GOAL: Turn every line of the rows below into a numbered list, leaving out any blank lines.

DATA SHOWN:
== == ==
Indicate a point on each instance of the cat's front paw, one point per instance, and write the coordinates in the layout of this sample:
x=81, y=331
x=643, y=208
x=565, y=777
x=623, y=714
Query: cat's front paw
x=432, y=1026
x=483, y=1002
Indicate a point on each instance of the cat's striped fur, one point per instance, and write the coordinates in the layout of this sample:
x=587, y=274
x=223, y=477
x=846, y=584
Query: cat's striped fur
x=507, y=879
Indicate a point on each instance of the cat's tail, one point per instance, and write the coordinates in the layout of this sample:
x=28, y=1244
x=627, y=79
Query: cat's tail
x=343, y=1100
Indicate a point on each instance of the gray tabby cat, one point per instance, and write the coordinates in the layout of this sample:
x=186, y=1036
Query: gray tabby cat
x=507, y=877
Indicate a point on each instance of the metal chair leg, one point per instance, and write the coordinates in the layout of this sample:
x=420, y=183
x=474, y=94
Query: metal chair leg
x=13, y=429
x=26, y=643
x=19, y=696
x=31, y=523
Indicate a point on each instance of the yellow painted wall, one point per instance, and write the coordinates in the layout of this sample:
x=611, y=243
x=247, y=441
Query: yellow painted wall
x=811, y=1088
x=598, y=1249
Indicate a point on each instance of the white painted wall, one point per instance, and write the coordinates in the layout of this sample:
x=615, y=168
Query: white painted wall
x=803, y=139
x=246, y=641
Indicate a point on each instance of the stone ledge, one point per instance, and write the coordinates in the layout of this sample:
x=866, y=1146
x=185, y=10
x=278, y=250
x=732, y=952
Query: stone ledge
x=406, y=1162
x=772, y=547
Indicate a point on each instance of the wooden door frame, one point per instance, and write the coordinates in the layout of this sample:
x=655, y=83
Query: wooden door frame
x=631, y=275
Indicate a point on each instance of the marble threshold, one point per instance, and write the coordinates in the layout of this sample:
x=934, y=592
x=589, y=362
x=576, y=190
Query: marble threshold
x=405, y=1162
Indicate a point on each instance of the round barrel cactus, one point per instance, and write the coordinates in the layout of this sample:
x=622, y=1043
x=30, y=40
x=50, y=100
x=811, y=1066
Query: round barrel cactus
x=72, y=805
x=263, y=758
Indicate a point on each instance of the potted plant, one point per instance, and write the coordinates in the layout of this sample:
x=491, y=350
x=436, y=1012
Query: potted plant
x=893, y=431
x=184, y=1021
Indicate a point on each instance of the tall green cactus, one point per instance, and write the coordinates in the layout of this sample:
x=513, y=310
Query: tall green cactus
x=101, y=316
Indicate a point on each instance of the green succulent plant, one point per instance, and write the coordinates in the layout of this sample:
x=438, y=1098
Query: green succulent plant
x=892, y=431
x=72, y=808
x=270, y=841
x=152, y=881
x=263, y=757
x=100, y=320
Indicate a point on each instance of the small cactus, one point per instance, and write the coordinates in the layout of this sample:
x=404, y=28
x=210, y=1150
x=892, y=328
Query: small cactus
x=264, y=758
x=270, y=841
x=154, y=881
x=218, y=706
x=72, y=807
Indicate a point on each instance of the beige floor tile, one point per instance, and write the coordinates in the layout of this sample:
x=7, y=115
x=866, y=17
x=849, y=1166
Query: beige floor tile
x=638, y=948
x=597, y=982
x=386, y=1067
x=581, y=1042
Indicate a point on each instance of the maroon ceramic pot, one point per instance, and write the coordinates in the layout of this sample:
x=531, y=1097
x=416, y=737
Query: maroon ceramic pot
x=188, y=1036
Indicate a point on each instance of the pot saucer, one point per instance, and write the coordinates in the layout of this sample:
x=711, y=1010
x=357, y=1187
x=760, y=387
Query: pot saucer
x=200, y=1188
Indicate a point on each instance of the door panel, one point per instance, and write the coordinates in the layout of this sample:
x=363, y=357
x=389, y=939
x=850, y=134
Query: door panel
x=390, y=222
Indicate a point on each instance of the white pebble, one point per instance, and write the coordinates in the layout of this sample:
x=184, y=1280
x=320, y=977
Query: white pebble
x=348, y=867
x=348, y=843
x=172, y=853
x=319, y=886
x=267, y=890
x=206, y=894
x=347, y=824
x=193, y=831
== == ==
TASK RESPONSE:
1. Indicate a point on each instance of the cat's front paw, one point per instance, and write the coordinates in the layout of this sample:
2. x=81, y=331
3. x=643, y=208
4. x=565, y=777
5. x=623, y=714
6. Query: cat's front paw
7. x=432, y=1026
8. x=483, y=1002
9. Indicate a point on each instance of the cat's striped fur, one point per instance, and write the coordinates in the layout of this sample:
10. x=587, y=274
11. x=223, y=477
12. x=846, y=584
13. Query: cat's striped fur
14. x=507, y=879
15. Indicate a point on each instance of the cat's tail, one point per instance, and write the coordinates in the layout of this sample:
16. x=28, y=1244
17. x=627, y=79
18. Query: cat's tail
19. x=343, y=1100
20. Indicate a point on each instance of the gray tabby cat, one point per instance, and write the coordinates in the layout of this sample:
21. x=186, y=1036
22. Query: gray tabby cat
23. x=507, y=877
24. Indicate a point on each instance of the metal chair leg, one point per instance, and write the coordinates in the layout of this sample:
25. x=420, y=183
26. x=474, y=94
27. Query: metal chair leg
28. x=13, y=429
29. x=26, y=643
30. x=19, y=696
31. x=31, y=523
32. Indicate a point on each instance of the yellow painted wall, one point per instance, and write the coordinates in the layout of this sample:
33. x=611, y=243
34. x=247, y=441
35. Query: yellow painted wall
36. x=811, y=1088
37. x=598, y=1249
38. Indicate a point on each instance of the white painted wall, one point per instance, and write the coordinates in the layout of this sample:
39. x=615, y=168
40. Query: white painted wall
41. x=803, y=139
42. x=246, y=641
43. Indicate a point on each instance of the stone ledge, one point per instance, and write the coordinates in the layout of this sample:
44. x=866, y=1146
45. x=185, y=10
46. x=278, y=250
47. x=732, y=952
48. Query: stone ledge
49. x=406, y=1162
50. x=772, y=547
51. Indicate a point on each instance of the wooden door frame, one point per instance, and write the coordinates in the layout of this sample:
52. x=655, y=83
53. Query: wooden door frame
54. x=631, y=275
55. Indicate a point on each instance of the marble threshold, one point per instance, and write the coordinates in the layout of this sample:
56. x=934, y=592
57. x=589, y=362
58. x=576, y=190
59. Query: marble threshold
60. x=405, y=1162
61. Indicate a point on each instance of the round barrel cactus, one point per instance, and write the coordinates in the layout of this sample:
62. x=622, y=1043
63. x=30, y=40
64. x=50, y=100
65. x=811, y=1066
66. Query: round barrel cactus
67. x=72, y=805
68. x=263, y=758
69. Indicate a point on each instance of the potted plant, one point per instance, and write the coordinates in the layout of this sample:
70. x=491, y=350
71. x=436, y=1012
72. Query: potted plant
73. x=893, y=431
74. x=184, y=1021
75. Indicate a point on each instance of the tall green cactus, one point per instance, and write the coordinates in the layout of this sample:
76. x=513, y=310
77. Query: tall green cactus
78. x=101, y=316
79. Indicate a point on each instance of the green succulent plant, one point per instance, and write the coordinates in the layout of this sample:
80. x=438, y=1098
81. Query: green succulent plant
82. x=892, y=431
83. x=72, y=808
84. x=270, y=841
85. x=152, y=881
86. x=263, y=757
87. x=100, y=320
88. Indicate a point on each instance of the small cactus, one point per instance, and write the coordinates in the layout of this sample:
89. x=404, y=28
90. x=210, y=1150
91. x=892, y=328
92. Query: small cactus
93. x=264, y=758
94. x=270, y=841
95. x=154, y=881
96. x=218, y=706
97. x=72, y=807
98. Indicate a point on each instance of the beige floor tile, one point per instance, and write the coordinates in the layout of this sample:
99. x=7, y=115
100. x=866, y=17
101. x=849, y=1166
102. Query: beige floor tile
103. x=638, y=948
104. x=597, y=982
105. x=386, y=1067
106. x=581, y=1042
107. Indicate a point on each instance of the maroon ceramic pot, one point per instance, and write the coordinates in the layout of this sample:
108. x=531, y=1097
109. x=416, y=737
110. Query: maroon ceramic pot
111. x=188, y=1036
112. Indicate a point on each instance of the pot saucer, one point per instance, and write the coordinates in the layout of this sample:
113. x=711, y=1010
114. x=357, y=1187
115. x=760, y=387
116. Query: pot saucer
117. x=200, y=1188
118. Indicate a point on each instance of the door panel, one point per instance, and write the coordinates in the layout of this sample:
119. x=363, y=357
120. x=389, y=939
121. x=850, y=134
122. Query: door panel
123. x=390, y=222
124. Indicate a point on each instance of the white pebble, one point per instance, and write the coordinates in the layout of this sample:
125. x=184, y=1280
126. x=320, y=977
127. Query: white pebble
128. x=348, y=867
129. x=348, y=843
130. x=172, y=853
131. x=319, y=886
132. x=267, y=890
133. x=206, y=894
134. x=347, y=824
135. x=193, y=831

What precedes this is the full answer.